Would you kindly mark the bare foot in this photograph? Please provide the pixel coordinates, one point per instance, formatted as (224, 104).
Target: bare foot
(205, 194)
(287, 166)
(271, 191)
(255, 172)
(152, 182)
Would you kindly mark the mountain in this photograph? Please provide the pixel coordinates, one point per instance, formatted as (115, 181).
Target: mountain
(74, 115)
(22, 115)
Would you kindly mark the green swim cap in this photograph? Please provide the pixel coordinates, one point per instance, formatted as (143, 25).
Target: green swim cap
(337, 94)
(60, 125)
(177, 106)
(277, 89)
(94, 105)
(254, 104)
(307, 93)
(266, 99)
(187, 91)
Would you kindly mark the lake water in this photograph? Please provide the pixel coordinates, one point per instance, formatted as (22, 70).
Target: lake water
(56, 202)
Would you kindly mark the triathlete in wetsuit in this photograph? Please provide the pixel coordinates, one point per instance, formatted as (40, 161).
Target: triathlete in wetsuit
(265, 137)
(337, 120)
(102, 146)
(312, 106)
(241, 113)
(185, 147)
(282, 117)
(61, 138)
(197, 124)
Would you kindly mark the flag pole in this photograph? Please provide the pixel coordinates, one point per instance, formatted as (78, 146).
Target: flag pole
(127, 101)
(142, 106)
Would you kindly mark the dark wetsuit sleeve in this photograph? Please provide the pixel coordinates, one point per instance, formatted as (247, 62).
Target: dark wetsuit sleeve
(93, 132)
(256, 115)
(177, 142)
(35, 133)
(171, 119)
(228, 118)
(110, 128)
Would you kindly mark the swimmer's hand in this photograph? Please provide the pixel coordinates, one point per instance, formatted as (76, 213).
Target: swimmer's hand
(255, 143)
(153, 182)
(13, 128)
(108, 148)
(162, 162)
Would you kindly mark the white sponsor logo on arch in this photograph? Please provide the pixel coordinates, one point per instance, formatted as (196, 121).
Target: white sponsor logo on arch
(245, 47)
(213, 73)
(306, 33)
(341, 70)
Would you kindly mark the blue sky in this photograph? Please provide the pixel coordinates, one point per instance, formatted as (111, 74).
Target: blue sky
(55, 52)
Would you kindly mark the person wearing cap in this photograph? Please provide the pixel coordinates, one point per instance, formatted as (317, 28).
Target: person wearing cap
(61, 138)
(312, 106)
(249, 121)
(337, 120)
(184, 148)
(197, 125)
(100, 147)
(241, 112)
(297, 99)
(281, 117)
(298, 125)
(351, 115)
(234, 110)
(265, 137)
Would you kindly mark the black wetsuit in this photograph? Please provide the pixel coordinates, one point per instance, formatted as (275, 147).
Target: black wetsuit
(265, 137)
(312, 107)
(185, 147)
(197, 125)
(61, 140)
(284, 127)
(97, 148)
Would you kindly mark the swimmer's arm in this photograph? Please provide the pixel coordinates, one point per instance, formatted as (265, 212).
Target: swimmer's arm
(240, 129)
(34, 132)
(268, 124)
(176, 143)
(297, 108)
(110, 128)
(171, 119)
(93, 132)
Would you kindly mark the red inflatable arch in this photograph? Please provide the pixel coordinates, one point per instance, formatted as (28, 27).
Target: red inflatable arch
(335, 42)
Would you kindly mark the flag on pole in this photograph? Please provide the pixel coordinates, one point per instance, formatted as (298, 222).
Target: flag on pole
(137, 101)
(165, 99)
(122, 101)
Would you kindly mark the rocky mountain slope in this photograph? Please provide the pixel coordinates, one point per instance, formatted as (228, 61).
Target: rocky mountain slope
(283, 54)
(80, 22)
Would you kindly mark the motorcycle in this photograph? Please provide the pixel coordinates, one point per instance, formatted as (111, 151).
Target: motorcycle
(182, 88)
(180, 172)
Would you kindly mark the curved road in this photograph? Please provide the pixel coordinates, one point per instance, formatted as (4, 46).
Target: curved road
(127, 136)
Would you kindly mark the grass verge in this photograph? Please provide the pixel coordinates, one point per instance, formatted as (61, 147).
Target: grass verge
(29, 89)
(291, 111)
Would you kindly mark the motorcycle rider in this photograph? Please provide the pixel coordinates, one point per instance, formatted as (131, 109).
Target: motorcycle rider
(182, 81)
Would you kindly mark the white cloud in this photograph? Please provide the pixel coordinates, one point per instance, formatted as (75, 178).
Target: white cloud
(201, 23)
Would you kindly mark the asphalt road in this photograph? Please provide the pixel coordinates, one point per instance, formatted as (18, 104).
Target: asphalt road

=-=-=

What the exercise asks for is the listing above, retyped in full.

**RESPONSE TO THE EXERCISE**.
Would you kindly mark the bare foot in this photograph? Please provide the pixel coordinates, one point per instance, formatted as (224, 104).
Target: bare foot
(205, 194)
(287, 166)
(271, 191)
(255, 172)
(152, 182)
Would you kindly mark the mountain in this photograph? Please provide the pixel coordinates, one point per instance, formatted as (115, 181).
Target: mountain
(74, 115)
(22, 115)
Would you kindly mark the green swim cap in this photograph? Please provide the pixel coordinates, one point per instance, formatted as (143, 25).
Target: green swim cap
(337, 94)
(60, 125)
(177, 106)
(277, 89)
(94, 105)
(254, 104)
(307, 93)
(266, 99)
(187, 91)
Would you kindly mark the lake water in this photograph? Please provide the pixel coordinates, one point per instance, formatted as (22, 70).
Target: lake water
(56, 202)
Would you kindly mark the triathlete in wetsuit in this photograph? Please provide the pixel coordinates, one point per instance, formatted as (40, 161).
Target: triathlete in wetsuit
(265, 137)
(337, 120)
(102, 146)
(312, 106)
(241, 113)
(185, 147)
(282, 117)
(61, 138)
(197, 124)
Would you kindly mark the flag pole in this photograph? Please provide the pixel coordinates, one point per instance, formatted as (78, 146).
Target: flag pole
(127, 101)
(142, 106)
Would you kindly mark the dark wetsuit sleeve in this photograph? Please provide the pixel coordinates, one point per instance, formatted as (247, 62).
Target: dark wetsuit sleeve
(93, 132)
(256, 115)
(177, 142)
(35, 133)
(171, 119)
(228, 118)
(110, 128)
Would you kindly mark the swimmer's hand in this photograph? Please provide the pixel coordinates, one point per instance, formatted as (76, 213).
Target: swimmer's hand
(255, 143)
(153, 182)
(13, 128)
(108, 148)
(162, 162)
Would you kindly mark the white sponsor logo on arch in this photograph? Please provide the pixel coordinates, one point per instance, formatted as (196, 121).
Target: white sponsor logo on arch
(245, 47)
(213, 73)
(306, 33)
(341, 70)
Would you kindly mark the blue sky in this photograph? Please provide the pixel coordinates, one point per instance, formatted as (111, 74).
Target: blue sky
(55, 52)
Would you kindly mark the person wearing cap in this photograph? Please provide the pixel coordinates, one point per instance, formatted as (317, 28).
Target: person wearing cap
(61, 138)
(312, 106)
(249, 121)
(337, 120)
(184, 148)
(197, 125)
(100, 147)
(241, 112)
(297, 99)
(281, 117)
(298, 125)
(351, 115)
(234, 110)
(265, 137)
Would you kindly mark the black wetsuit in this photograph? Please provide the pixel coordinates, one point per instance, formatted as (275, 147).
Target: black wetsuit
(265, 137)
(312, 107)
(185, 147)
(197, 125)
(61, 140)
(284, 127)
(97, 148)
Would you kindly mark the swimmer's arm in this photograph? Please provide the pixel coordinates, one point per instance, formatted as (265, 212).
Target: swimmer's arm
(240, 129)
(34, 132)
(268, 124)
(176, 143)
(297, 108)
(110, 128)
(171, 119)
(93, 132)
Would you kindly mark the red inflatable arch in this photograph? Please provide the pixel coordinates, one point per instance, formatted as (28, 27).
Target: red inflatable arch
(335, 42)
Would you kindly mark the flag on pole in this photograph? Please provide the pixel coordinates, one point per instance, formatted as (298, 222).
Target: flag on pole
(137, 101)
(165, 99)
(122, 101)
Would you kindly mark the rocky mountain slope in this photograph? Please provide the pixel coordinates, one point per instance, formatted as (228, 61).
Target: rocky mountain slope
(283, 54)
(80, 22)
Would you kindly mark the motorcycle in this photograph? Please provide the pixel coordinates, one point per instance, formatted as (111, 151).
Target: motorcycle
(182, 88)
(180, 172)
Would you kindly mark the curved road in this photograph? Please provide the pixel coordinates, one point per instance, formatted as (4, 46).
Target: curved road
(127, 136)
Would you kindly mark the grass verge in this photograph? Please provide the pixel coordinates, one point per instance, formatted as (61, 147).
Target: grass verge
(29, 89)
(291, 111)
Would you kindly mark the motorcycle rider in this photograph? Please provide the pixel coordinates, one point per instance, formatted as (131, 109).
Target: motorcycle rider
(182, 81)
Would you kindly mark the white cloud in this photograph? Please provide the pixel coordinates, one point per instance, formatted as (75, 178).
Target: white cloud
(201, 23)
Would you kindly mark the asphalt road in this photograph? Please provide the pixel coordinates, one point per instance, formatted as (18, 104).
Target: asphalt road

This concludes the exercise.